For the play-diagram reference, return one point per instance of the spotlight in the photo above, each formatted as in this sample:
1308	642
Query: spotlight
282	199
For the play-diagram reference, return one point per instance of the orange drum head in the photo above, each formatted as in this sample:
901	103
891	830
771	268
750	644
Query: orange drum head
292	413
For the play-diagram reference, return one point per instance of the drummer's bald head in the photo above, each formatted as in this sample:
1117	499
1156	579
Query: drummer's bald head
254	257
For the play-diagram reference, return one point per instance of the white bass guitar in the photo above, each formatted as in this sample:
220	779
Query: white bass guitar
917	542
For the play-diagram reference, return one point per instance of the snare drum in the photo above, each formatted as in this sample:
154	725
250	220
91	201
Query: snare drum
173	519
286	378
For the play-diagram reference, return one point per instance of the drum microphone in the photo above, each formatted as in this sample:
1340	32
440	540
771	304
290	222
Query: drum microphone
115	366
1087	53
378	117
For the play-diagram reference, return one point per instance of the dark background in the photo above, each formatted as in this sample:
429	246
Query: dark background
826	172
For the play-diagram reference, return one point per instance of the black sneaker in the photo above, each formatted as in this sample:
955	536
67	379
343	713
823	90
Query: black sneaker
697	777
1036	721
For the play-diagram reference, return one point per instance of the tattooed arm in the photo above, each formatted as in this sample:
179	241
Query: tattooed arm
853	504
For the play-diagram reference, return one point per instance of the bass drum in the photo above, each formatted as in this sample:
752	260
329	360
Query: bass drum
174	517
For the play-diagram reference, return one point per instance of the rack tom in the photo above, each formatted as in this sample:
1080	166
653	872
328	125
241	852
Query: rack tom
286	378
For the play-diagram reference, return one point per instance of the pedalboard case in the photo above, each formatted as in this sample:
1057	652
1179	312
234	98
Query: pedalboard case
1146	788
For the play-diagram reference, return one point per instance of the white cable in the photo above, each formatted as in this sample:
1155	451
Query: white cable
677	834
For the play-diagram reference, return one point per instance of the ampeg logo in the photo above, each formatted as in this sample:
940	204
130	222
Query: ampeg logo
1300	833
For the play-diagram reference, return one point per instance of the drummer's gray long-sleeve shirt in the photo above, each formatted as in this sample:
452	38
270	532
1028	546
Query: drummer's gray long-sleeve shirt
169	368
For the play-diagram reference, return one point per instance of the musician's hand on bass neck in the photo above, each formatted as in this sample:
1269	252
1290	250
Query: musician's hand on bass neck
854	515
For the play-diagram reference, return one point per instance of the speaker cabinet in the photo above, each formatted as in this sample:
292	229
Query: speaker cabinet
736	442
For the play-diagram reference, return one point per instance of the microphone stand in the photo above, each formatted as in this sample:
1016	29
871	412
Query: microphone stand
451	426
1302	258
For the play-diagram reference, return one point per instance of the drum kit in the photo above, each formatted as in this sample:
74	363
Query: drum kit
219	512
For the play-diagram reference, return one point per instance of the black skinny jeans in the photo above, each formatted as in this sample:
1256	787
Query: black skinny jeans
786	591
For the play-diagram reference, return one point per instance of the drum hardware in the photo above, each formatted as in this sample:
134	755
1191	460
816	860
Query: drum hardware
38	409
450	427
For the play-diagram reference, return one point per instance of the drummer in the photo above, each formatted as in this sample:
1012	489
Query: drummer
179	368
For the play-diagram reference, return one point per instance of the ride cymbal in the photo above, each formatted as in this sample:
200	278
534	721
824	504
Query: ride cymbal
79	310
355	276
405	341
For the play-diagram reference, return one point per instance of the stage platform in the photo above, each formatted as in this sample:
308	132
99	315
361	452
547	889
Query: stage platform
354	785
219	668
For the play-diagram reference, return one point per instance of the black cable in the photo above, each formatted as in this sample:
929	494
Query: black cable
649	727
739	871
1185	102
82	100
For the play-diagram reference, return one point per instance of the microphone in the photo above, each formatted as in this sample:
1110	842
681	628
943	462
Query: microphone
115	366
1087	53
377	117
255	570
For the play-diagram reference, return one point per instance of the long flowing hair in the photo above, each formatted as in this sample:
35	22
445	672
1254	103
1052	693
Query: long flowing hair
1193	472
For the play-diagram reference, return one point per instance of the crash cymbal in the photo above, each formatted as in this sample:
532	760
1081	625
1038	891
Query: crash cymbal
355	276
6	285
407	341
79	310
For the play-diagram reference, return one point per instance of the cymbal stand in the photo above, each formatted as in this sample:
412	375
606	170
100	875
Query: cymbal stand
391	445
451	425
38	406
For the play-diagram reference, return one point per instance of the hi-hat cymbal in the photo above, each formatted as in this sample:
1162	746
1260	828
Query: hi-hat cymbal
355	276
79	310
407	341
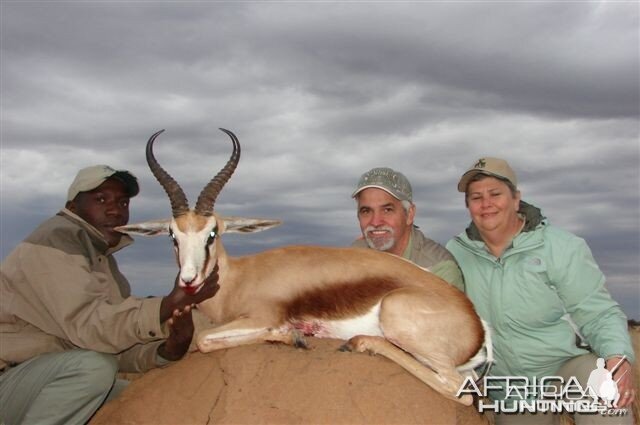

### EXERCISE TASK
Could you extract every row above verbatim, leaving the pictures out?

### COMPLETED EXERCISE
For the play-diagram reference, return one point per instance of the spotlight in the photo above, each formatted as in this sample:
1308	642
Query: spotlight
282	199
For the play-diagram reference, return one point per instance of the orange drum head in the photo above, each formatted as in this sample:
901	103
891	830
771	268
750	644
Query: orange drum head
292	413
For the play-diagram reference, return one point per instance of the drummer's bald head in the photo above, each formatted as in this sample:
1117	499
1156	579
Query: drummer's bald head
254	257
For the play-diagram reference, return one point per instance of the white bass guitar in the photo above, each formatted as in this sample:
220	779
Query: white bass guitar
917	542
For the play-diagram reference, return one point per instance of the snare drum in the photo above, each formatted as in this sample:
154	725
250	220
91	201
Query: snare drum
173	519
286	378
For the play-diagram reference, return one point per instance of the drum microphone in the photo above, each formatted as in this sample:
1340	32
440	540
771	304
290	222
Query: drum microphone
115	366
1087	53
378	117
For the play-diagram reference, return one point per instance of the dark background in the photo above, each formatted as in this sample:
429	246
Query: dark background
826	172
For the play-diagram reference, return one point per instance of the black sneaker in the photo above, each formatted as in this sample:
955	536
67	379
343	713
823	90
Query: black sneaker
697	777
1036	721
For the play-diagram reference, return one point per instance of the tattooed arm in the photo above, each formatted as in this sample:
179	241
Query: tattooed arm
853	504
For the play-diagram reference, return one point per instance of the bass drum in the photo above, each formatted as in this sample:
752	260
329	360
Query: bass drum
174	517
For the play-diagram reference, return one point per instance of the rack tom in the photo above, each formatted as in this sample:
1080	166
653	872
328	125
241	852
Query: rack tom
286	378
For the play-diagram reference, return one point per instance of the pedalboard case in the photo above, each formatted as in this sample:
1057	652
1179	312
234	98
Query: pedalboard case
1146	788
For the play-diagram reference, return one point per instance of the white cable in the photo above, each formatted as in this sample:
1155	451
Query: white cable
677	834
For the play-diagram reference, return one point per instance of the ampeg logo in the photo above, each formatted as in this sample:
940	204
130	222
Query: ampeg logo
1300	833
For the play-diagram reference, return one point per instance of the drummer's gray long-sleeve shirt in the photo above, each formatted as in this sample:
452	38
270	532
1028	546
Query: drummer's gray long-sleeve shirt
169	368
For the play-diagram reference, return one point per instance of the musician's hand on bass neck in the photo above, each formatted as in this sample:
1269	252
1290	250
Query: musician's hand on bass neck
854	515
For the play-diagram reference, return one point per instance of the speaker cabinet in the photo above, each formatted as in this sample:
292	229
Query: speaker cabinet
736	442
For the play-diagram reference, return one point per instance of the microphone stand in the photo above, each formatted as in this sample:
1016	29
871	412
Query: microphone stand
451	426
1302	258
For the play-diagram reference, return one point per instance of the drum kit in the photo above, each formatted as in this sample:
74	363
Query: drum kit
219	512
For the play-diagram reference, return one point per instance of the black skinny jeans in the photo above, each formatted as in this sample:
1256	787
Query: black skinny jeans
786	591
For the play-diagram reference, return one point per instance of the drum hardware in the photo above, each formatted as in this sample:
134	755
1191	460
816	860
Query: drum hardware
38	409
450	427
For the play-diagram reference, return one point per instance of the drummer in the photo above, each formatted as in this sample:
1012	489
Query: drummer
179	368
For the play-diagram reference, return one point per instance of the ride cymbal in the photo above, each formatted as in this sample:
200	278
534	721
824	504
Query: ride cymbal
79	310
355	276
405	341
For the play-diagram reference, return one point per instance of the stage platform in the photo above, each formatted as in this sample:
308	132
99	315
361	452
547	889
Query: stage platform
354	785
219	668
For the play-diagram reference, return one point per instance of the black cable in the photo above, each formatted as in this sample:
929	494
Query: black cable
649	727
739	871
1185	102
82	100
For the play-diagram reference, return one point per instance of the microphone in the photo above, each formatted as in this sample:
1110	842
681	628
943	462
Query: microphone
115	366
1087	53
377	117
255	570
For the play-diagram reference, return one point per instance of the long flowing hair in the photo above, each formatted as in this sample:
35	22
445	672
1254	103
1052	693
Query: long flowing hair
1193	472
For the play-diagram reference, return one point per instance of the crash cymbal in the photo above, each formatted as in this sample:
532	760
1081	625
1038	891
Query: crash cymbal
355	276
6	285
407	341
79	310
For the play-diagram reference, return one point per instance of the cymbal stand in the photo above, each formatted as in this sample:
412	375
606	170
100	875
Query: cymbal stand
391	445
451	425
38	406
For the play-diagram reference, return one point per instance of the hi-hat cymbal in the photo above, each formatted as in this sample:
1162	746
1260	828
Query: hi-hat cymbal
355	276
79	310
407	341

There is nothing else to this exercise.